TRY IT: Wherever the word "below" appears in a line of the records, copy that line.

DATA SECTION:

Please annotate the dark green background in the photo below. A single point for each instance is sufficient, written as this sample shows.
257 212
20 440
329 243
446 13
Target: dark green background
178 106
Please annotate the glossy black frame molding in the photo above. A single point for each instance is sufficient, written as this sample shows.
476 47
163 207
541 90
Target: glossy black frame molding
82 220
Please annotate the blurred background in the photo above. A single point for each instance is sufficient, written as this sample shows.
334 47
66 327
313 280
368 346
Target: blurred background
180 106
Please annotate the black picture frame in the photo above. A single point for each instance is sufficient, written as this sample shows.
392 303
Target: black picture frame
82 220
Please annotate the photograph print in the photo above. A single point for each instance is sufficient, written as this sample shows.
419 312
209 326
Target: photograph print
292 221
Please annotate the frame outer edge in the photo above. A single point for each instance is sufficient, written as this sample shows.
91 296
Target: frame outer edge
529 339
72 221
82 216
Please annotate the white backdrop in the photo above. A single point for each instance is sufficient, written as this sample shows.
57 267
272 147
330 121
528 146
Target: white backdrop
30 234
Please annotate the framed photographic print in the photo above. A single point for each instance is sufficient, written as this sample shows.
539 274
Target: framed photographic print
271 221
==
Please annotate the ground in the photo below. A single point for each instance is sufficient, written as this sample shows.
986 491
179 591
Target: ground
* * *
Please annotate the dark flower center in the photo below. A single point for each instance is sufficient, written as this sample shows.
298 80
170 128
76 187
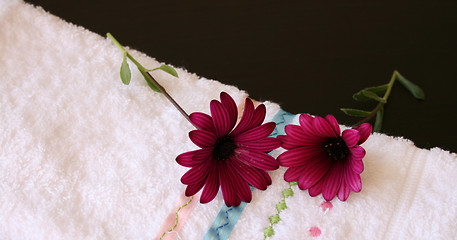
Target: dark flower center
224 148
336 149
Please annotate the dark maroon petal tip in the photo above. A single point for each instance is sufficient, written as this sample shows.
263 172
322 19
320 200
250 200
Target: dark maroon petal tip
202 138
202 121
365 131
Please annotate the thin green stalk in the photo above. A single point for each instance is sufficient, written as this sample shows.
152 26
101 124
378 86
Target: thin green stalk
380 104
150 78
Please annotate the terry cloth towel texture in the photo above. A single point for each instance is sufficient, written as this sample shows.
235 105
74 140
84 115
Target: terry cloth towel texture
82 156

SOLUTION TO THIS TASK:
Please annotate the dark green background in the photo below. A single point for each instance is sufficient, written as this sample shows.
Please annotate the ground in the photo below. A single point for each instance is sufficient, written as this sample shows.
Please annotate the dark flower center in the photo below. A single point for each instance is sufficient, written as this sample shows.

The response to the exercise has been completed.